## Excerto fornecido
########

Capa de “Golpe Duplo”, Nº 2 – Janeiro de 1984

EXCLUSIVO

O «Watergate» de Roma

Pag. 12 a 14 – Extractos

Elídio Pinto em entrevista

«Tudo se faz nas costas das pessoas do hóquei»

«Ainda em relação ao simpósio e pelo que li no “Golpe Duplo”, não houve as cautelas necessárias nem tempo para fazer o trabalho indispensável a alterações desta importância. Isto vem demonstrar que tudo se faz nas costas das pessoas mais interessadas na modalidade – técnicos e jogadores – através de elementos que já não estão em actividade e de outros que nada têem feito pelo hóquei em patins.»

«Dentro de alguns meses iremos disputar um Mundial (Novara) em que estaremos em nítida desvantagem, depois de uma época inteira a jogar com algo que, na realidade, não existe. Livramento, conforme já afirmou, terá uma grande dificuldade em pôr os jogadores a pensar de duas maneiras e ele, como grande atleta que foi, sabe que isso não é possível.»

«Hub Teixeira afirmou que talvez a regra seja aprovada em Paris, mas isso é atirar com poeira para os olhos das pessoas já que, mesmo que assim aconteça, as grandes potências não aceitariam jogar o Mundial assim. É apenas uma maneira de tentar justificar uma imposição do elenco federativo, que resolveu por maioria, e eu duvido que a federação seja constituída por pessoas que tenham praticado a modalidade e tomado a decisão tão levianamente. Receberam uma petição resultante de uma reunião de treinadores, onde se discordava da decisão e foi lamentável que não a tivessem levado em consideração, ouvindo quem tinha todo o direito de se pronunciar. Foi uma prepotência!»

Pag. 20 a 22 – Extractos

Francisco Velasco e o simpósio

FALHOU A FEDERAÇÃO

NA PARTICIPAÇÃO PORTUGUESA

«Em toda a problemática do Simpósio de Roma e apesar de sobre ela nos termos detido exaustivamente, muitas coisas continuam ainda envolvidas num manto de silêncio com os visados, curiosamente, a não rebaterem as acusações que sobre eles caem.»

«Talvez na esperança que tudo se esqueça. Ora – podemos garanti-lo – não vai ser assim em relação à nossa revista. Digamos que “temos na mão” todos os dados do problema e neste número divulgaremos alguns. Documentalmente e através de curtas declarações de Francisco Velasco, totalmente defraudado pelo que aconteceu em Roma e que se mostrou disponível para, finalmente, fazer luz sobre os tristes acontecimentos. Não sem que antes nos dissesse o que pensa fazer no nosso hóquei em patins.»

«- Tendo chegado a Portugal em Agosto, a minha primeira prioridade foi criar raízes familiares. Estou indirectamente ligado ao hóquei, vou ver jogos e sigo a modalidade. “Sou” do hóquei e estarei sempre envolvido, nem que seja à distância.»

«-Tiveste ocasião de ler as diversas versões do Simpósio de Roma. Qual é a tua, visto lá teres estado?»

########

## Material da tarefa
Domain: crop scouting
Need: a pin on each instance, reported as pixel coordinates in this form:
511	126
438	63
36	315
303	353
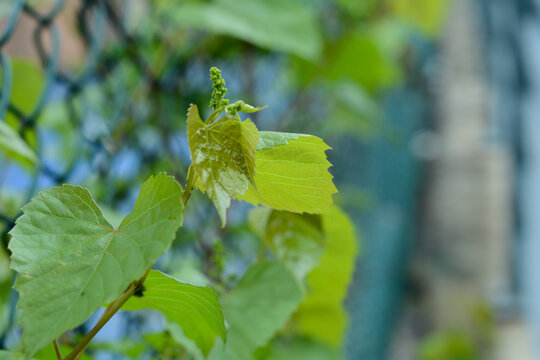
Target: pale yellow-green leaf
322	315
223	156
292	176
297	240
13	147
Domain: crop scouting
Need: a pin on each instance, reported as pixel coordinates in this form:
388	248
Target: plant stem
57	350
107	315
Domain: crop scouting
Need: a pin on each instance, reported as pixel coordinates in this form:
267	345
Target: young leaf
11	355
322	315
195	308
292	176
223	156
13	147
70	260
256	308
297	240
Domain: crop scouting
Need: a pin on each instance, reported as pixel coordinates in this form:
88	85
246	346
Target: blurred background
431	107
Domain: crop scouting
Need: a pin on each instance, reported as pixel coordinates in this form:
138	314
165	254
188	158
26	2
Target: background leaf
195	308
293	177
322	315
28	82
223	156
70	260
15	148
297	240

########

## Exercício proposto A
Substitui "crop scouting" por "field inspection" em todos os registos e reescreve-os sem mais nenhuma alteração. Não incluas as imagens na resposta.
## Exercício proposto B
Prossegue o texto sobre o Simpósio de Roma e o hóquei em patins a partir da última frase apresentada.

## Resultado do exercício A
Domain: field inspection
Need: a pin on each instance, reported as pixel coordinates in this form:
511	126
438	63
36	315
303	353
Target: pale yellow-green leaf
322	315
223	156
292	176
297	240
13	147
Domain: field inspection
Need: a pin on each instance, reported as pixel coordinates in this form:
388	248
Target: plant stem
57	350
107	315
Domain: field inspection
Need: a pin on each instance, reported as pixel coordinates in this form:
267	345
Target: young leaf
11	355
322	315
195	308
292	176
223	156
13	147
70	260
256	308
297	240
Domain: field inspection
Need: a pin on each instance, reported as pixel coordinates in this form:
88	85
246	346
Target: blurred background
431	107
Domain: field inspection
Need: a pin on each instance, reported as pixel coordinates in this form:
138	314
165	254
188	158
26	2
Target: background leaf
195	308
293	177
322	315
28	82
223	156
70	260
15	148
297	240

## Resultado do exercício B
«- Se aceitarmos que houve perda de espectacularidade no hóquei em patins, a realização do simpósio impunha-se, desde que fosse antecedida da preparação adequada. Sei, pessoalmente, que a Itália procurou preparar-se e levou a cabo um seminário, para o qual fui convidado. Por outro lado, também sei que a Espanha reuniu um grupo de pessoas para discutir o mesmo problema. Todavia e em relação a Portugal, hoje tenho a certeza de que a Federação falhou, por não se ter reunido com gente que pudesse dar o seu contributo.

No meu caso particular, fui convidado em Novembro do ano passado e, durante toda a época em que trabalhei em Itália, tentei colher as informações correctas de tudo o que se passava dentro dos rinques, por meio de estatísticas intensivas e organizadas, visando a obtenção de elementos que ajudassem a chegar a conclusões.

Ao simpósio de Roma cheguei com uma mala carregada desses elementos, querendo representar bem os técnicos portugueses, ao contrário de alguns outros, que chegaram lá com malas carregadas de artigos para vender! Houve quem chamasse excursionistas a essa gente, mas eu chamar-lhes-ei caixeiros viajantes… Apareceram no simpósio cerca de trinta propostas de alterações: 7 da Espanha, 8 da Itália, 10 minhas, 1 de Castel-Branco e – diz-se agora 8 de Bica, que eu gostava de saber quais foram. De todas estas, a Espanha teve duas e meia, aprovadas, a Itália três, eu oito e Carlois Bica uma. Mas, para não correr o risco de errar, baseio-me na informação prestada pelo senhor Hub Teixeira, que disse que de vinte e oito propostas, mais de metade foram aprovadas. (Se somarmos 2,5+3+8+1=14,5 propostas aprovadas, que confere as minhas contas, são de facto mais de metade das vinte oito, um excesso de 0,5.)

Uma das alterações que provocou mais debate foi a da linha de anti-jogo, em que quatro propostas foram para aprovação, tendo havido como uma espécie de coligação entre a Espanha e a Itália, sendo o resultado da votação o seguinte:

Espanha, 7 votos, Itália, 8 votos, Velasco, 4 votos, Castel-Branco, 0 votos. Todos os portugueses votaram na Espanha e na Itália o que me fez perguntar, na altura, porque não tinham votado num português (pois soube quem me apoiou: a Confederação Europeia de Roller Skating (CERS), os Estados Unidos (FIRS) e a Austrália, pois tiveram a delicadeza de informar-me antecipadamente que votariam na minha proposta). Agora sei que houve um entendimento de bastidores.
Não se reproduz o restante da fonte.